**WHAT TO DO:**
Please rewrite the portion of the concert review that begins with the words containing "It’s the first" and ends with "Tomorrow album trilogy.", swapping "megastar" for "superstar".

**SOURCE DOCUMENT:**
On stage inside a sold-out AT&T Stadium, a cityscape is in decay. Between massive lighting rigs, gear for a band and more lasers than Star Wars, a once-powerful city skyline has turned to rubble, leaving only its ruins to host Abel Tesfaye’s curtain call as The Weeknd.
It’s the first of a two-night Dallas stop on the pop megastar’s After Hours Til Dawn Tour, set to serve as the retirement of The Weeknd persona for Tesfaye, as well as the culmination of the After Hours - Dawn FM - Hurry Up Tomorrow album trilogy.
Tesfaye, 35, certainly has a feel for the dramatic. He’s staging this elaborate farewell tour just for the moniker, and says he plans to continue making music under his given name. This tour and new album, Hurry Up Tomorrow, also came with a companion movie of the same name, in which Tesfaye plays himself in a sweat-soaked nightmare alongside Jenna Ortega and Barry Keoghan. The film was a critical and commercial flop, but we appreciated the ambition of taking such a huge swing at the pop culture fences.
For this tour, Tesfaye brought along Mike Dean and Playboi Carti as openers. The former produced Hurry Up Tomorrow, and the latter was featured on one of its standout tracks, “Timeless.”
Dean’s opener was more of a mellow DJ set, before an anarchic appearance from Playboi Carti and his entourage that captivated the stadium as quickly as it exited it. In a blink-and-you-miss-it five-song setlist, Carti thrashed and squealed around the massive stage for a tight 15 minutes, screaming alongside “EVIL J0RDAN” and “LIKE WEEZY,” two cuts from his latest release, I Am Music. The entire crowd was given seats for this show, which felt like the only thing preventing chaos from breaking out on the floor when he was on stage.

**INPUT DATA:**
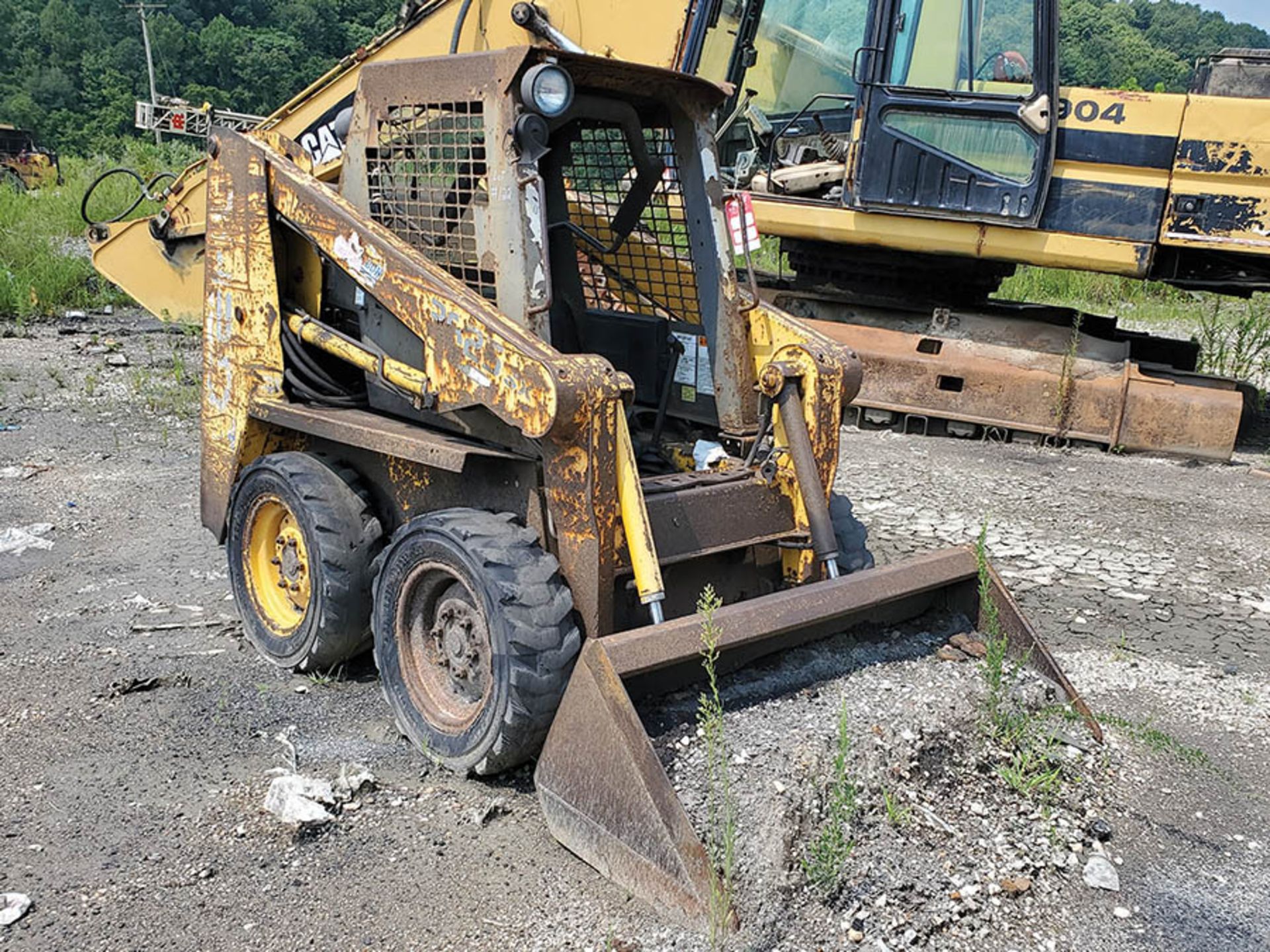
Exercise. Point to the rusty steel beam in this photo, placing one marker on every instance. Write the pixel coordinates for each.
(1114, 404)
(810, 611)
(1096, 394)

--

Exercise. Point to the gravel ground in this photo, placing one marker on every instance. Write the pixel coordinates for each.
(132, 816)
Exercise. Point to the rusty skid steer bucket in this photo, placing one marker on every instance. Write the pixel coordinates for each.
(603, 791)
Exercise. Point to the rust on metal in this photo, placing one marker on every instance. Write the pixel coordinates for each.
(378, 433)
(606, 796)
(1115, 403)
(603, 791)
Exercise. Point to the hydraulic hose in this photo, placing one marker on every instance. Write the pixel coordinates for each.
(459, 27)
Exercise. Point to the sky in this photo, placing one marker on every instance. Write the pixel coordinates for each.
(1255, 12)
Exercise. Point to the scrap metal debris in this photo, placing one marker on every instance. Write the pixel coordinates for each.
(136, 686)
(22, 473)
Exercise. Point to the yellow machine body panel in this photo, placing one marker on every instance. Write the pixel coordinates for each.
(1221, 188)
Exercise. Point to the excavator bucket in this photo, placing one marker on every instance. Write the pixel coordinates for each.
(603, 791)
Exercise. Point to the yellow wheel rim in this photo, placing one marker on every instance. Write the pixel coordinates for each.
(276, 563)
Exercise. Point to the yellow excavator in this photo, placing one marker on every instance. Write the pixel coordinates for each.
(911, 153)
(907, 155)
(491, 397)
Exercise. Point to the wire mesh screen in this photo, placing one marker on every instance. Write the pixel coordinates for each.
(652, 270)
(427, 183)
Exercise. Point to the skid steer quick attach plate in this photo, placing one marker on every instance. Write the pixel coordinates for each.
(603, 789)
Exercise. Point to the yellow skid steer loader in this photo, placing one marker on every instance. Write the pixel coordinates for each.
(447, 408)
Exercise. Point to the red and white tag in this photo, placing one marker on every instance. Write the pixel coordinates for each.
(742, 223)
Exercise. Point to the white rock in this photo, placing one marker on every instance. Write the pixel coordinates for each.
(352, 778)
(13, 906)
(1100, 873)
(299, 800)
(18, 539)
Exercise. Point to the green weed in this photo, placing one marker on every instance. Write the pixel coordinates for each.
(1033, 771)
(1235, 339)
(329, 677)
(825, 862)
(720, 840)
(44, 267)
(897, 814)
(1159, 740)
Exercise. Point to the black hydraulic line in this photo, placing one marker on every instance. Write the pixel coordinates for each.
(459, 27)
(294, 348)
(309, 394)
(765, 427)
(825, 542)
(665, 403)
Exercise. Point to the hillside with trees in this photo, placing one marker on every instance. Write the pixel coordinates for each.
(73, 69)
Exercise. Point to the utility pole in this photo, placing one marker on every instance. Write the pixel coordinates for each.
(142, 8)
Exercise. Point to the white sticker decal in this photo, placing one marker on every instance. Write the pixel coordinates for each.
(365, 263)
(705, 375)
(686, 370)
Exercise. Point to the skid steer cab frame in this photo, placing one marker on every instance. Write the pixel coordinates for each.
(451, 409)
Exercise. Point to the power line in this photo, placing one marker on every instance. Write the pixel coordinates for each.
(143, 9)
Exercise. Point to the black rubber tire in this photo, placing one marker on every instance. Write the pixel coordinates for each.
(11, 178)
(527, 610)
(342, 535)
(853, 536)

**REPLY TO THE EXERCISE:**
It’s the first of a two-night Dallas stop on the pop superstar’s After Hours Til Dawn Tour, set to serve as the retirement of The Weeknd persona for Tesfaye, as well as the culmination of the After Hours - Dawn FM - Hurry Up Tomorrow album trilogy.